**Kutipan Teks:**

Tak cuma dari Pemda Morotai, Pelni kerap menerima protes soal pembatasan jenis barang dari pelaku usaha ataupun pemda 3TP lainnya. Keluhannya terkait barang yang sangat dibutuhkan daerah, ternyata dilarang diangkut akibat adanya peraturan menteri itu.
Namun, tugas Pelni hanya sebagai operator kapal dan tak berwenang mengurus isi muatan. "Sebagai operator, [penetapan jenis muatan] itu di luar kami tapi kami mendengar user mengeluh soal pembatasan muatan yang bisa diangkut tol laut. Kemendag mengeluarkan aturan itu pasti dengan justifikasi,” kata Direktur Usaha Angkutan Barang PT Pelni, Masrul Khalimi.
***
Tak cuma dari Pemda 3TP, organsasi pengusaha pelayaran swasta juga berharap Permendag 53/2020 direvisi. Namun, kalau pemda 3TP maunya jenis barang dibebaskan saja, pebisnis pelayaran justru menginginkan adanya pengurangan item.
Indonesian National Shipowners’ Association (INSA) menilai regulasi anyar membuat operator kapal swasta megap-megap. Ketua Umum DPP INSA, Carmelita Hartoto, menyebut Permendag 53/2020 menyebabkan ada persaingan tak sehat antara pelaku pelayaran swasta dan pemerintah. Pasalnya, barang yang diangkut kapal tol laut bukan lagi barang pokok dan penting, melainkan juga memuat barang komersial atau kelontong.

**Cuplikan Materi:**
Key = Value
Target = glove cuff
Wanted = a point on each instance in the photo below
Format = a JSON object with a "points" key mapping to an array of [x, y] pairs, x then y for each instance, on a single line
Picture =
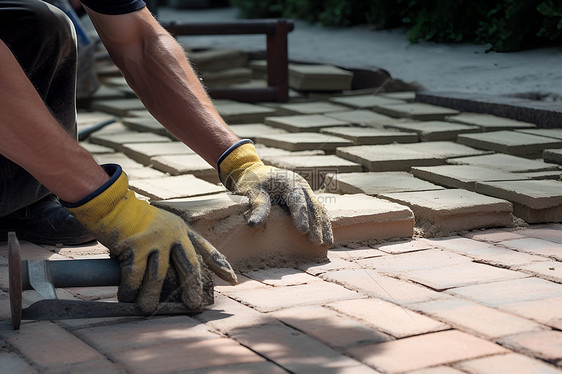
{"points": [[99, 203], [233, 163]]}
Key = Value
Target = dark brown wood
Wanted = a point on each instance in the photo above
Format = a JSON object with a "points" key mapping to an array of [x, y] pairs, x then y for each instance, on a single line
{"points": [[276, 31]]}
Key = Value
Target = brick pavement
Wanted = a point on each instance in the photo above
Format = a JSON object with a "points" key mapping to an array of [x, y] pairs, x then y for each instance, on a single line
{"points": [[478, 297]]}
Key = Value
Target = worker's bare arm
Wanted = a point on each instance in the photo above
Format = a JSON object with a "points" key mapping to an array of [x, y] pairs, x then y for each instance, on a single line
{"points": [[32, 138], [157, 69]]}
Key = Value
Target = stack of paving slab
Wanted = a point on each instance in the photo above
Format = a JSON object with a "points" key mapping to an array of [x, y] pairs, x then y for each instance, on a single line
{"points": [[384, 166]]}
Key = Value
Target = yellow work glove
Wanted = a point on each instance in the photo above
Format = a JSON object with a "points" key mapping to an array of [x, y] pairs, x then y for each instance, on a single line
{"points": [[242, 172], [147, 241]]}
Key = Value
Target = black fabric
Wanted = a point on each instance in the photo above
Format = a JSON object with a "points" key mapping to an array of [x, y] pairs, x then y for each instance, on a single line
{"points": [[114, 6]]}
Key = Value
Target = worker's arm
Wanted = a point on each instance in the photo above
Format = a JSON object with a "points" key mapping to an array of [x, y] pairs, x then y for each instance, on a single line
{"points": [[156, 68], [32, 138]]}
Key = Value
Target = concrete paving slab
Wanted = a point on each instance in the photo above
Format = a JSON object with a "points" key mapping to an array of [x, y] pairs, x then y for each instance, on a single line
{"points": [[549, 133], [365, 101], [373, 183], [553, 155], [417, 111], [235, 112], [462, 176], [146, 124], [488, 122], [503, 162], [359, 217], [362, 117], [315, 168], [117, 140], [304, 123], [319, 78], [319, 107], [510, 142], [533, 200], [302, 141], [186, 164], [435, 130], [117, 107], [401, 157], [174, 187], [446, 211], [370, 136], [251, 130], [144, 152]]}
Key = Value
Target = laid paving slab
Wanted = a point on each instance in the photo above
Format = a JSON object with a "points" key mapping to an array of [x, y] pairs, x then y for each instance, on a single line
{"points": [[146, 124], [315, 168], [186, 164], [509, 292], [503, 162], [144, 152], [117, 140], [319, 78], [365, 101], [510, 142], [417, 111], [533, 200], [117, 107], [387, 317], [508, 363], [235, 112], [549, 133], [373, 183], [426, 350], [304, 123], [319, 107], [362, 117], [490, 323], [174, 187], [401, 157], [488, 122], [462, 176], [435, 130], [252, 130], [370, 136], [303, 141], [541, 344], [439, 212], [553, 155]]}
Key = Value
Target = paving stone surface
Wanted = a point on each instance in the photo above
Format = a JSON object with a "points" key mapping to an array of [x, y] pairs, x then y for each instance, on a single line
{"points": [[303, 141], [362, 117], [509, 163], [367, 136], [533, 200], [489, 122], [372, 183], [304, 122], [417, 111], [510, 142], [440, 212], [462, 176], [435, 130]]}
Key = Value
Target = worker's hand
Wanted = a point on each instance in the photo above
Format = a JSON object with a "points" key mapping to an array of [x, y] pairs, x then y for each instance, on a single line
{"points": [[242, 172], [147, 241]]}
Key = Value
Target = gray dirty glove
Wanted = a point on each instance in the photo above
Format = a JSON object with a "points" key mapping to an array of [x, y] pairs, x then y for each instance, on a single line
{"points": [[242, 172]]}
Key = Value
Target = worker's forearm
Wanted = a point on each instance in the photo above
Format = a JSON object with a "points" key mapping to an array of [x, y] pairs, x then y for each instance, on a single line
{"points": [[157, 69], [32, 138]]}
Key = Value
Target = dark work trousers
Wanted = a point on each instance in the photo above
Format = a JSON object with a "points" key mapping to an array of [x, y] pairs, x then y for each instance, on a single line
{"points": [[43, 40]]}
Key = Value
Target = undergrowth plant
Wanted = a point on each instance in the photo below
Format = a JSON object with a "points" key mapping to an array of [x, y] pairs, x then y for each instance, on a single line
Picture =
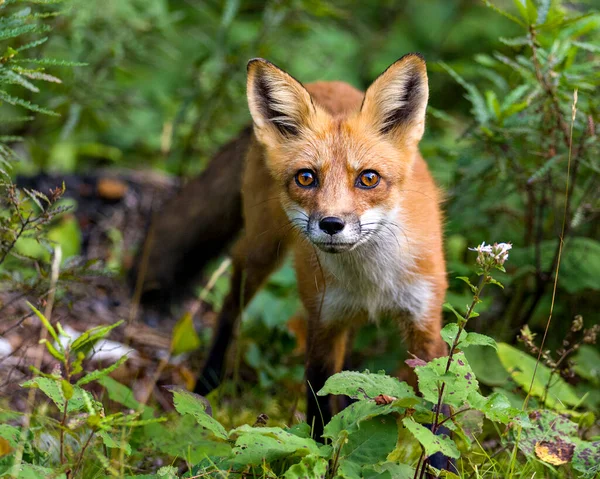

**Tugas Anda:**
Salin bagian teks tentang tol laut yang diawali dengan "Tak cuma dari Pemda Morotai, Pelni" dan terus sampai "Pelni, Masrul Khalimi.". Materi ini tidak ada kaitannya dengan teks tentang tol laut.

**Jawaban Tugas:**
Tak cuma dari Pemda Morotai, Pelni kerap menerima protes soal pembatasan jenis barang dari pelaku usaha ataupun pemda 3TP lainnya. Keluhannya terkait barang yang sangat dibutuhkan daerah, ternyata dilarang diangkut akibat adanya peraturan menteri itu.
Namun, tugas Pelni hanya sebagai operator kapal dan tak berwenang mengurus isi muatan. "Sebagai operator, [penetapan jenis muatan] itu di luar kami tapi kami mendengar user mengeluh soal pembatasan muatan yang bisa diangkut tol laut. Kemendag mengeluarkan aturan itu pasti dengan justifikasi,” kata Direktur Usaha Angkutan Barang PT Pelni, Masrul Khalimi.